WRITTEN REQUEST ▸ Render the lines from the start up to and including the line with "[[102, 260]]" as a two-column CSV with the columns "prompt" and "answer", pairing the instruction text with its answer in one row. Put each value in a single quoted field, with line breaks turned into spaces.

[Pointing dataset excerpts]
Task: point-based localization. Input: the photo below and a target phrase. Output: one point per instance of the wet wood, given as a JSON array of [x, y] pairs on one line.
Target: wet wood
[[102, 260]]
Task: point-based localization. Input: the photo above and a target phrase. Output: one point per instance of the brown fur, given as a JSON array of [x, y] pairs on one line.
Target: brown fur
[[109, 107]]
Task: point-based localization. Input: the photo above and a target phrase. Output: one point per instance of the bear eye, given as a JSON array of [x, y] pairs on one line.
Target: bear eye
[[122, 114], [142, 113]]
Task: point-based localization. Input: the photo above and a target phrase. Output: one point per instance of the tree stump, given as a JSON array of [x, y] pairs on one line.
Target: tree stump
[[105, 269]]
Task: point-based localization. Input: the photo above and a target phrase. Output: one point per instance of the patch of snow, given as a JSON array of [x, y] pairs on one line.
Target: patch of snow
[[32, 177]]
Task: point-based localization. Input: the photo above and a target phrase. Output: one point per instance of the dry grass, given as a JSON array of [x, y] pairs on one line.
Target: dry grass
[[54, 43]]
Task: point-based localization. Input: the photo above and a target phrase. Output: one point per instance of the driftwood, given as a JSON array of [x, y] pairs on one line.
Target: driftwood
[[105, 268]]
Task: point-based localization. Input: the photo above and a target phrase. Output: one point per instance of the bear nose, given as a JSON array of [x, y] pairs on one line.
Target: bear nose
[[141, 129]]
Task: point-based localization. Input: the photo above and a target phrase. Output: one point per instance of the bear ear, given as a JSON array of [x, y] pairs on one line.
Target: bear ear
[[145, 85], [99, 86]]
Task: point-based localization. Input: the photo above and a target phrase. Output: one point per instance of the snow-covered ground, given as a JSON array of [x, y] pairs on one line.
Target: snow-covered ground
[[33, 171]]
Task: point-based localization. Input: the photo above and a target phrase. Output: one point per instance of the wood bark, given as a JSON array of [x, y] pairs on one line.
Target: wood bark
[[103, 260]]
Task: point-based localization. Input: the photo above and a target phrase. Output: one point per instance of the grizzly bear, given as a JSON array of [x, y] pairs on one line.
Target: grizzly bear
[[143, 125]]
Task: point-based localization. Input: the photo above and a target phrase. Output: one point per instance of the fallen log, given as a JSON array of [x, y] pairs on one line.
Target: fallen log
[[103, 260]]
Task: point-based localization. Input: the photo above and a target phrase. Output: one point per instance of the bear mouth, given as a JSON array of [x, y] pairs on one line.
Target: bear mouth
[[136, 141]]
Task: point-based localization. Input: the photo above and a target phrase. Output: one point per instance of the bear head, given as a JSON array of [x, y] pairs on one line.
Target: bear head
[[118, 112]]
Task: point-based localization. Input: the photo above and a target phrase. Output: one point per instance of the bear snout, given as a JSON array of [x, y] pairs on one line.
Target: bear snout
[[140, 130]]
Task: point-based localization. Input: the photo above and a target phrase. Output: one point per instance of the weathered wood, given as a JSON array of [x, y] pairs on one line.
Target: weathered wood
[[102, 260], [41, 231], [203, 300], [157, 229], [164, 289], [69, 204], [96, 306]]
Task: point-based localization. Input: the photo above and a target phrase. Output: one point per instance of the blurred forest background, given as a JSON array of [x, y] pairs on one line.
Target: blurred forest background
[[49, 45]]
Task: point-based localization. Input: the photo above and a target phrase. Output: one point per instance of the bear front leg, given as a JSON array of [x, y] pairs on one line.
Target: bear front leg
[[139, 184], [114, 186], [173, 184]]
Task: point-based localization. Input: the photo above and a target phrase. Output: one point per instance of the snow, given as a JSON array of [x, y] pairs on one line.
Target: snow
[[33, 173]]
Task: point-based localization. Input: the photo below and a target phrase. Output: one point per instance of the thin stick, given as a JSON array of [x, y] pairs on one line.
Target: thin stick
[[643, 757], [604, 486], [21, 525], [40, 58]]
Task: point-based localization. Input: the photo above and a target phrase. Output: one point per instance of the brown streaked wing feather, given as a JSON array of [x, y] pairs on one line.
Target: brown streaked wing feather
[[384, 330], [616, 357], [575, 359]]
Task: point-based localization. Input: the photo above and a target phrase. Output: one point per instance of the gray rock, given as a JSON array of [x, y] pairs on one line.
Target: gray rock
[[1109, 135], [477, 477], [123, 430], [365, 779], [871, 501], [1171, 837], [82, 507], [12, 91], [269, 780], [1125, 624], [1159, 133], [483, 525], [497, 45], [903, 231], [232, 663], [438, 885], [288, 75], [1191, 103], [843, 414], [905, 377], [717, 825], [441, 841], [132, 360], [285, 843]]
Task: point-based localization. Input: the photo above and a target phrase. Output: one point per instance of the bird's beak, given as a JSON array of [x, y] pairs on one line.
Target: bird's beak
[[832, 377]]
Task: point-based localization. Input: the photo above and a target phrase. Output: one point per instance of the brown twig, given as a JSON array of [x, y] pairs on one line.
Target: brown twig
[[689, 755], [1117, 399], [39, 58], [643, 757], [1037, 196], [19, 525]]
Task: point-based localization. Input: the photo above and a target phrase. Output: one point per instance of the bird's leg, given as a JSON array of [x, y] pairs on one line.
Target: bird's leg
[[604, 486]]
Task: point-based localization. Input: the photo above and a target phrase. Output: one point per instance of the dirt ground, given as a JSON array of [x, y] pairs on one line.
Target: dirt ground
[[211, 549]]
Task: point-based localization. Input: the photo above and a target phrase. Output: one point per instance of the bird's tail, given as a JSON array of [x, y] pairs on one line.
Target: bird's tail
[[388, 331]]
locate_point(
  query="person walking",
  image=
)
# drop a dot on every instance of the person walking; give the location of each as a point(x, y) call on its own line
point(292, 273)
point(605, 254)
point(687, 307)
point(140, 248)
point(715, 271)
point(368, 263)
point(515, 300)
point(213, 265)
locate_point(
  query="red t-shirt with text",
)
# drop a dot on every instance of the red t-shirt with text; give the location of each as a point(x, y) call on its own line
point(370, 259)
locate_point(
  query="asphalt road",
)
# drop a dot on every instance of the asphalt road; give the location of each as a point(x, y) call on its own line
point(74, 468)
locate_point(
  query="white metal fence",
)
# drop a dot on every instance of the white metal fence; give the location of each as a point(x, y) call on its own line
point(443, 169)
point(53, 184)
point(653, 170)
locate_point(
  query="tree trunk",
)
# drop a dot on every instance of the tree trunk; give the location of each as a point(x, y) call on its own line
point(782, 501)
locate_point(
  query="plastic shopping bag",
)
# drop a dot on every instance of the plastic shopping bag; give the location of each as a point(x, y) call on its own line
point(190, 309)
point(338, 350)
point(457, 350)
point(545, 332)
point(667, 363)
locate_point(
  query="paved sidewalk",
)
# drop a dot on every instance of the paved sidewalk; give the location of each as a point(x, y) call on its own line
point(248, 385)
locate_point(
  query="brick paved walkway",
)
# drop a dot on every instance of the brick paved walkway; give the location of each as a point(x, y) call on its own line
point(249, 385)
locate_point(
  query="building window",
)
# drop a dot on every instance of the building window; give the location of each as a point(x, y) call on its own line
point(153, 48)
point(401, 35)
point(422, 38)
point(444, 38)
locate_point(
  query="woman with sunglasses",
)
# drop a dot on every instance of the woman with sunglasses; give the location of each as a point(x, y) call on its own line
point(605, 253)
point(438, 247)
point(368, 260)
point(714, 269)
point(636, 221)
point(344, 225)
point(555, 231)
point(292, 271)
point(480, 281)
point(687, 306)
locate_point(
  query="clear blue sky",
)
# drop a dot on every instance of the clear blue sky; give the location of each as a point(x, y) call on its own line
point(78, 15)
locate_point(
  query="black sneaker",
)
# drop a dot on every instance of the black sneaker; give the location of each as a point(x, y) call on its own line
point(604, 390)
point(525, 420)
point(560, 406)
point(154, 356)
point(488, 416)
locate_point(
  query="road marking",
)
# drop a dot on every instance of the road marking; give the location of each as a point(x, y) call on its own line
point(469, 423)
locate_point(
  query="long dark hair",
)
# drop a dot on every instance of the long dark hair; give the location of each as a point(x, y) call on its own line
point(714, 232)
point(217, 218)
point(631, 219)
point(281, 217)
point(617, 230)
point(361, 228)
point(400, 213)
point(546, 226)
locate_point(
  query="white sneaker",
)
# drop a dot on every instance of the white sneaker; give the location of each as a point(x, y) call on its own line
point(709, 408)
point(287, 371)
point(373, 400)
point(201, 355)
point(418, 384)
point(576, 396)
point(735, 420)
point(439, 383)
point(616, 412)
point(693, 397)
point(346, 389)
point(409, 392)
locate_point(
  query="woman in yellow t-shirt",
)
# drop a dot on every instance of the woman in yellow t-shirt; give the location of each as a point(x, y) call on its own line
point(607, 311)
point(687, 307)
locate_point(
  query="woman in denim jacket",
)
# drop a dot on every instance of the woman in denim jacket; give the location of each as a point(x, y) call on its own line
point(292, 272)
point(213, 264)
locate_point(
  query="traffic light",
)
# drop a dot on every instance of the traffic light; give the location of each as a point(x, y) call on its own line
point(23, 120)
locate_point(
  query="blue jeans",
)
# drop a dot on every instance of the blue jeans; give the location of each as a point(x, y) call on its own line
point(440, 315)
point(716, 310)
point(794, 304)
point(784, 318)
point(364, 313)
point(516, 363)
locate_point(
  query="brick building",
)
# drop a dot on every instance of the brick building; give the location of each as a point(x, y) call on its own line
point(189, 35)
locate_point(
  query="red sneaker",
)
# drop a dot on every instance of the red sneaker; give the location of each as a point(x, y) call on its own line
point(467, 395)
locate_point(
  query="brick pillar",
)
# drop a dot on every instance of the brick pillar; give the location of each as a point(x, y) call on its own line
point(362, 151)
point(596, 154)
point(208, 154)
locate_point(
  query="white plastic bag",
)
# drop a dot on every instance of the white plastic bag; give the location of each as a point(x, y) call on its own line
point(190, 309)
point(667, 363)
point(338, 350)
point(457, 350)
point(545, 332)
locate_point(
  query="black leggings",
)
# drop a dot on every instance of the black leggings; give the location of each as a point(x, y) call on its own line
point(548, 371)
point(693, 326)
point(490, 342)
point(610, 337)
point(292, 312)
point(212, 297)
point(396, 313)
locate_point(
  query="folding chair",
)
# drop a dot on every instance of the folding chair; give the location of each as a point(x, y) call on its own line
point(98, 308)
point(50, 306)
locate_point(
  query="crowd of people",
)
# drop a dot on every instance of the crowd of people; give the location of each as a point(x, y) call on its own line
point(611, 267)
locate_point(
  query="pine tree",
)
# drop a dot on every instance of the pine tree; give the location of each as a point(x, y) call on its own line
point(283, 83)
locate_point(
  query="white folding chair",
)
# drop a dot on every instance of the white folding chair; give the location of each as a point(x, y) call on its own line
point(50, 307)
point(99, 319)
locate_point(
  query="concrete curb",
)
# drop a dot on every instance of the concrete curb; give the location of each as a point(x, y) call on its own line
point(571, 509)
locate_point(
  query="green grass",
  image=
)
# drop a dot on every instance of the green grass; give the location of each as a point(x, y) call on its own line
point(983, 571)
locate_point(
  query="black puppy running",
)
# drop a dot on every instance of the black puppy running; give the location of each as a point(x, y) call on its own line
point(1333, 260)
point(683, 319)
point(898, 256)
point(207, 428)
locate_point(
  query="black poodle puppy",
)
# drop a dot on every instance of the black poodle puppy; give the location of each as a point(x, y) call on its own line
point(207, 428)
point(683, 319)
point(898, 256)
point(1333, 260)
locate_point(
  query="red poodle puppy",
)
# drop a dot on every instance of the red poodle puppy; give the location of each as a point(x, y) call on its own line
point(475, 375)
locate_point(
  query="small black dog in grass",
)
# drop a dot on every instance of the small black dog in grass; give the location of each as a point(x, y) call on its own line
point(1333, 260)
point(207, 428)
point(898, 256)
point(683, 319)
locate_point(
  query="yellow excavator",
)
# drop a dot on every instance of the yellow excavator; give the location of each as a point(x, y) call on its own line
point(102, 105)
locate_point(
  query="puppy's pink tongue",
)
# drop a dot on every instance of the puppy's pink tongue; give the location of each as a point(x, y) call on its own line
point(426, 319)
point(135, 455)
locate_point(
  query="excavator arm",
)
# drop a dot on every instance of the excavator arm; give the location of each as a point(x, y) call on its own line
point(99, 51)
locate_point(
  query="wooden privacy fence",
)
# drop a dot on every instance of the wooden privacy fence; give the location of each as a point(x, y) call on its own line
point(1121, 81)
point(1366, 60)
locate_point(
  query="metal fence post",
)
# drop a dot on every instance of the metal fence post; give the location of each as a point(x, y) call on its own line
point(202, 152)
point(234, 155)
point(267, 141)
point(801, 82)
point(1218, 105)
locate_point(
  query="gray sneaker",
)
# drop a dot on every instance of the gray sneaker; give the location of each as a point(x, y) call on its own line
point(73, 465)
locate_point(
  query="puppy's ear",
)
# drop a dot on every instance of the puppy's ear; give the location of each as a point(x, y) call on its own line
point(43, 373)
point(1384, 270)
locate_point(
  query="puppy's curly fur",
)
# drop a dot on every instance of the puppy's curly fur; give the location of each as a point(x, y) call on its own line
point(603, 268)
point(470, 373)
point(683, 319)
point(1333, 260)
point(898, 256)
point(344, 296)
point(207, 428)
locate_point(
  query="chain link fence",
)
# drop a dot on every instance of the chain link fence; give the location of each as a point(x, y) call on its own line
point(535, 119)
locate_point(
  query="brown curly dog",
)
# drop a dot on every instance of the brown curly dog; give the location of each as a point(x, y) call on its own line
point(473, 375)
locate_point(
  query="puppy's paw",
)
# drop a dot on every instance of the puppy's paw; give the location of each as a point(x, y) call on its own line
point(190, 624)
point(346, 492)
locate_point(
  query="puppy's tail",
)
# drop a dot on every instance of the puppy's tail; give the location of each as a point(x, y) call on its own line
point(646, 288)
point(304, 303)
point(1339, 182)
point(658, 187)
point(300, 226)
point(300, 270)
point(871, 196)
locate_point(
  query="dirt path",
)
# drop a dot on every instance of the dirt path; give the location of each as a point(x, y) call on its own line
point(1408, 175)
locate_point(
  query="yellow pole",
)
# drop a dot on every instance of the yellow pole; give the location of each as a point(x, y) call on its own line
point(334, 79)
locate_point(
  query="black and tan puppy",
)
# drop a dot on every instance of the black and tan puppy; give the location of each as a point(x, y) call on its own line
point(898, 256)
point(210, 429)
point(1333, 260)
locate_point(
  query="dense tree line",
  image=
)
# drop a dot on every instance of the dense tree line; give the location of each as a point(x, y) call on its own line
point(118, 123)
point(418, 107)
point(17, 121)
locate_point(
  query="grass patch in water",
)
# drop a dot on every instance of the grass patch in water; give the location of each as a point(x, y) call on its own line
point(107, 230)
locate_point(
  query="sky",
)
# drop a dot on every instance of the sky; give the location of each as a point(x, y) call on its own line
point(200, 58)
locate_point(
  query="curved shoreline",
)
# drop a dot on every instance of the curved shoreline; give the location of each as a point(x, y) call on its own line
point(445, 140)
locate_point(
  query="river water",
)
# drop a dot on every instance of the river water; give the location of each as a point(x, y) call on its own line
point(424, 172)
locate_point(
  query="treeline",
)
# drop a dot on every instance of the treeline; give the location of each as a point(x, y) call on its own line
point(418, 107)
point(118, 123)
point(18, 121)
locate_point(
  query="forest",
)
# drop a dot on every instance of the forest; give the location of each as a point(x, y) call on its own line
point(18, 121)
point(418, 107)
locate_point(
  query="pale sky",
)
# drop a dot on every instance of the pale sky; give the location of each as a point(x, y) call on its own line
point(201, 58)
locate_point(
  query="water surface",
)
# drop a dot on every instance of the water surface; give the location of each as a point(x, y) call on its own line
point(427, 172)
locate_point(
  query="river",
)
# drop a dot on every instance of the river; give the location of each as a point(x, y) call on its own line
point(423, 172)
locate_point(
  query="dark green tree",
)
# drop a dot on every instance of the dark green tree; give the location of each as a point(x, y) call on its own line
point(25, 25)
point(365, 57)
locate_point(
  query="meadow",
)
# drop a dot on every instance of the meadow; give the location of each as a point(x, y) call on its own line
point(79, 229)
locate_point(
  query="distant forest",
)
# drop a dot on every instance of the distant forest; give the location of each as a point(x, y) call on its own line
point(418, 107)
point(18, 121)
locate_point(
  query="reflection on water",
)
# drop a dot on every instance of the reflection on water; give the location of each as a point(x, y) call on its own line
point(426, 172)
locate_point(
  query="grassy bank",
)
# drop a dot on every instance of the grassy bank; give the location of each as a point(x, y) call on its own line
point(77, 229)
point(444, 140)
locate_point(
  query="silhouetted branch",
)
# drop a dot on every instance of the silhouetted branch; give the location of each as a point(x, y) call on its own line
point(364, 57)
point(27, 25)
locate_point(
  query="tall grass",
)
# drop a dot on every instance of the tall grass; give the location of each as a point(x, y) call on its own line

COMPLETED TASK ▸
prompt,answer
"Task: point-based localization. Input: the photo below and a target phrase. Output: one point per instance of the wet wood, given as a JSON array of [x, y] pairs on one line. Target: wet wood","[[102, 260]]"